Joe Kodeih (born September 3, 1967 in Ashrafieh, Beirut) is a writer, actor and director. He was the first writer and director from the Arab world to perform on an Off-Broadway stage at Lamama ETC in 2003 with a play titled The Middle Beast. The play was acclaimed by the audience and rerun at Monnot theater in Beirut in 2008, when the writer received many threats for its content. Joe's plays were performed all over Europe, the Middle East and Africa. One of his plays "Son prénom malgre lui" was published at Lansman editions in Belgium.

Education
Kodeih obtained his B.A. (1995) in Dramatic Arts, M.A. (1998) in Directing and M.A. (2020) in Drama Theory from the Saint Joseph University in Lebanon.
------------------------
◆ LIST OF TASKS:
a - In the passage about Joe Kodeih, why did he receive many threats when The Middle Beast was rerun in Beirut in 2008? Answer in one to three sentences.
b - Summarize the passage about Joe Kodeih in two sentences.
You can complete the work without the data that follows.
------------------------
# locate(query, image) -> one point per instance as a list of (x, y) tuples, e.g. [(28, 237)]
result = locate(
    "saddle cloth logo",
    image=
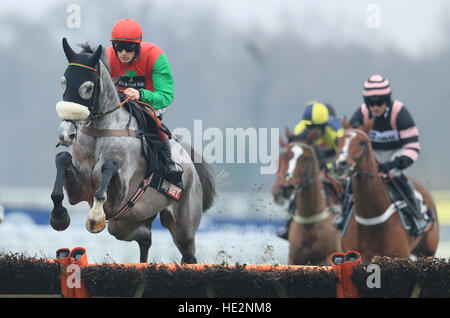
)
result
[(385, 136), (131, 80), (170, 190)]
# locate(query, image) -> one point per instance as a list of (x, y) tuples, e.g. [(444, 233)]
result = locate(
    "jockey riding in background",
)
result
[(142, 72), (322, 116), (395, 140)]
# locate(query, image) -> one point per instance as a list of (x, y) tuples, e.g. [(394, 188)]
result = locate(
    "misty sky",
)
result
[(412, 26)]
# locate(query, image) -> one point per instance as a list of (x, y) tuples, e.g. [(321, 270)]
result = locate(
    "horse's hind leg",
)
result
[(145, 240), (183, 234), (59, 218), (96, 220)]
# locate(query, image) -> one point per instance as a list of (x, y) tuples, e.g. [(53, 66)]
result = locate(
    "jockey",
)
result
[(323, 116), (141, 70), (394, 137)]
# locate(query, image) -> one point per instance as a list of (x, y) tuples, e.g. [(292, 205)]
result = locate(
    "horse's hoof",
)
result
[(60, 224), (95, 226)]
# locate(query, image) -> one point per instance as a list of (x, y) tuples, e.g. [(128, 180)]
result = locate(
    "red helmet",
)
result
[(126, 30)]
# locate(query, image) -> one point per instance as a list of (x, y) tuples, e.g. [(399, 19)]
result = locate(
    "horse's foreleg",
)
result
[(59, 218), (96, 220)]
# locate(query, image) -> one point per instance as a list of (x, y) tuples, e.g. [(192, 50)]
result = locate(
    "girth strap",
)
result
[(94, 132)]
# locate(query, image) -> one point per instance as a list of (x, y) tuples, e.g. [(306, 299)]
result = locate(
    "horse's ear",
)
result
[(283, 143), (345, 123), (68, 50), (93, 60), (288, 133)]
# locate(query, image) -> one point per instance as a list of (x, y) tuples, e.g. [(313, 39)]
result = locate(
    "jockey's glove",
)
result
[(386, 167)]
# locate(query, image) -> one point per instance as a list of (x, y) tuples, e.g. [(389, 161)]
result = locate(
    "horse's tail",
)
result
[(204, 172)]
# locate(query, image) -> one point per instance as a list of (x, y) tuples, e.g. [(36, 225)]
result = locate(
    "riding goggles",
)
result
[(127, 46), (377, 101)]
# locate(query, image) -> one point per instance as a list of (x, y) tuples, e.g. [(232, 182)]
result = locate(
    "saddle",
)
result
[(409, 222), (148, 131)]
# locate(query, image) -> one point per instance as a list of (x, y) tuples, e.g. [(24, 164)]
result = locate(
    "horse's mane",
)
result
[(87, 48)]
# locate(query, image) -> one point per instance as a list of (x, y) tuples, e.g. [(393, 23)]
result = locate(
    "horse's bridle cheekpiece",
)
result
[(82, 72)]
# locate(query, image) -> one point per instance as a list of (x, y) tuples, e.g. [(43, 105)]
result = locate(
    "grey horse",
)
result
[(107, 171)]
------------------------
◆ RESULTS OF THE EXERCISE:
a - He received many threats because of the play's content. This happened when The Middle Beast was rerun at Monnot theater in Beirut in 2008.

b - Joe Kodeih, born in Beirut in 1967, is a writer, actor and director who, in 2003, became the first writer and director from the Arab world to perform Off-Broadway, with his play The Middle Beast. His plays have been performed across Europe, the Middle East and Africa, and he holds degrees in dramatic arts, directing and drama theory from Saint Joseph University in Lebanon.